Why? At her last checkup, the vet said that BarbyQ’s teeth are a mess. Two of the back molars are encased in tartar. On reviewing the cat’s diet, she concluded the problem is genetic. So with the possibility that tooth infections run through the bloodstream and cause problems with major organs and my commitment to caring for my animals, she is getting her teeth cleaned today—under anesthesia. But BarbyQ does not understand.
Last night, I had to pen her up so that she did not eat after midnight.
She is a smart girl and can open the dog food container all by herself.
So she spent the night in the laundry room with her litter box, her water, and a pillow for her sleeping comfort. She was not happy.
I could hear her meows from behind the door this morning.
Still, I left her there until it was time to leave.
I set her mesh door toward me on the passenger’s seat.
She protested. I put my fingers through the mesh.
She comforted herself by laying her head on them.
Once during the trip, the traffic got a bit heavier, and I withdrew my hand.
The protesting started up again even though I was still close by and had everything under control. Those vet techs will have some work to do today.
They may have to pull a couple of teeth.
Mercifully, for both the techs and the cat, she will be asleep.
She will wake up ready to eat and come home.
She will have to endure the discomfort for only a little while. Today I realized that, like BarbyQ, I do not always understand when God does something “for my good.” I protest. Sometimes the trial is restrictive. I do not like it. I ask to be delivered, and God simply lets me know He is with me and has everything under control. He never leaves me. And when these trials are over, He will take me home. I will have to endure only for a little while.
══════════════════════════════
In the piece about BarbyQ's dental cleaning, why was the cat penned up the night before?
══════════════════════════════
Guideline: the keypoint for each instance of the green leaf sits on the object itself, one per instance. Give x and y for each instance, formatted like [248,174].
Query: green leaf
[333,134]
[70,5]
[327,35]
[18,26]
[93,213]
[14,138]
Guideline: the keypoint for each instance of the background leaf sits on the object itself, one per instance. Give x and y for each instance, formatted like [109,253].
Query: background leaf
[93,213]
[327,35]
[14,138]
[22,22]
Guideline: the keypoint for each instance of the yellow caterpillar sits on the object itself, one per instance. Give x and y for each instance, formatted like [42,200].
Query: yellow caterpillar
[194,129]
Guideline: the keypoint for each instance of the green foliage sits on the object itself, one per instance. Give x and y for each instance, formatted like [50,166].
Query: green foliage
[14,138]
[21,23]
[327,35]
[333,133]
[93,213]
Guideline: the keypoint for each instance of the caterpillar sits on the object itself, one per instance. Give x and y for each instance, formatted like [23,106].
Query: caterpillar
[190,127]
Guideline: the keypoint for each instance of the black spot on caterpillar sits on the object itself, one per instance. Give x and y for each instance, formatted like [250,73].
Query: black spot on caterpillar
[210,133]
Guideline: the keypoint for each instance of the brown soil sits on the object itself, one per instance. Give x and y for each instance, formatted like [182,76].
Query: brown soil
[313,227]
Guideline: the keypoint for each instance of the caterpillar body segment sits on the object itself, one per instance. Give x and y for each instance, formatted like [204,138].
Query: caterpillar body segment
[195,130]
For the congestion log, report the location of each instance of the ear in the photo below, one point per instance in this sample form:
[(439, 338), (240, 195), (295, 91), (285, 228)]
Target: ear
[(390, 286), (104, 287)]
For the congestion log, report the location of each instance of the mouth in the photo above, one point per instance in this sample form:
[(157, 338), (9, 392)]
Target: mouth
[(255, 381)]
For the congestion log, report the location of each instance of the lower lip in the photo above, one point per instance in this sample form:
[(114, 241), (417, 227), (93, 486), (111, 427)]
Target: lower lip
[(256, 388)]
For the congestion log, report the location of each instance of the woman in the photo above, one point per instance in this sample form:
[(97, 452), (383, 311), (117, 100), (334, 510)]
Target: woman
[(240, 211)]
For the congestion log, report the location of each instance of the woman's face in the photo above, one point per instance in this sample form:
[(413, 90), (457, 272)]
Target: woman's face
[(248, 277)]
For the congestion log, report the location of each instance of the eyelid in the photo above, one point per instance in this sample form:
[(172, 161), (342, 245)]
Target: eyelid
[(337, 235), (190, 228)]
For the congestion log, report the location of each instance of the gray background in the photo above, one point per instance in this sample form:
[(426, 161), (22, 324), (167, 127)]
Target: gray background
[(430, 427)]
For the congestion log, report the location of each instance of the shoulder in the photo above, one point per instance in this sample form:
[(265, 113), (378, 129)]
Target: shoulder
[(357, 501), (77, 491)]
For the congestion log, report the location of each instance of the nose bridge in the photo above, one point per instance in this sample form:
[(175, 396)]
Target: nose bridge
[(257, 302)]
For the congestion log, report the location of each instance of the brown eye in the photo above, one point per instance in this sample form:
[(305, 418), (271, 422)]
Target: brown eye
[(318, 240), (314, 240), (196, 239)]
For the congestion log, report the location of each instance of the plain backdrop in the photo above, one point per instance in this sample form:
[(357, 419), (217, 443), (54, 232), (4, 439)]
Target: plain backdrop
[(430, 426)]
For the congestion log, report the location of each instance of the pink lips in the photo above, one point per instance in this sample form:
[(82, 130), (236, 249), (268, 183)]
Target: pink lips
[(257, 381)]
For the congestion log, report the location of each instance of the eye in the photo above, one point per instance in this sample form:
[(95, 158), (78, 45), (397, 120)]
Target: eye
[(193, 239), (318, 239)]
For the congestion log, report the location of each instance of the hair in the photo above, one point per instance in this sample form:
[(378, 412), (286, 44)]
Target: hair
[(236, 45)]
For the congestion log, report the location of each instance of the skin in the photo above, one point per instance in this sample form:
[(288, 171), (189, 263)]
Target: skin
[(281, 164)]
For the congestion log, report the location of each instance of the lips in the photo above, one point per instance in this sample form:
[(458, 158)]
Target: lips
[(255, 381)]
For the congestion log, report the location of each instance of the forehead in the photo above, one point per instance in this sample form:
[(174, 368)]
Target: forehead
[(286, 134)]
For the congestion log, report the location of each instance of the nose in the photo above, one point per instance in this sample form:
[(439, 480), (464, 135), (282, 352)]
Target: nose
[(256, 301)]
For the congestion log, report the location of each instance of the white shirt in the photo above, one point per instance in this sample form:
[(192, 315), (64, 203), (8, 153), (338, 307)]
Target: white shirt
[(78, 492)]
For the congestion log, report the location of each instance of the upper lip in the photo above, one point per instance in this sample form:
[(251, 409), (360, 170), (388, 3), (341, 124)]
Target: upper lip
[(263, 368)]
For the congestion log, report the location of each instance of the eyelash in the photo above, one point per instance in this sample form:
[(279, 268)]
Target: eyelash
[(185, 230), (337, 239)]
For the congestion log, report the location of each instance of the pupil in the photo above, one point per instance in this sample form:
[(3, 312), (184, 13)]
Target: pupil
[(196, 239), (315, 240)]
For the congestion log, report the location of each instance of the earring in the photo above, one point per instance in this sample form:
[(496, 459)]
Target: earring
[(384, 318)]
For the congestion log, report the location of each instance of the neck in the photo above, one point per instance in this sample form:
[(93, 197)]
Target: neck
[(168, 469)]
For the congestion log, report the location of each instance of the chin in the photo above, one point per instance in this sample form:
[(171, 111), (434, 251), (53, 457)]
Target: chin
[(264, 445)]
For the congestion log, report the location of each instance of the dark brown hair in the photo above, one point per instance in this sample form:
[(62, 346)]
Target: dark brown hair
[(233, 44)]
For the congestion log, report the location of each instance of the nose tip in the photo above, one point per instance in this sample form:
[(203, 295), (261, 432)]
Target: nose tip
══════════════════════════════
Task output - So that she did not eat after midnight.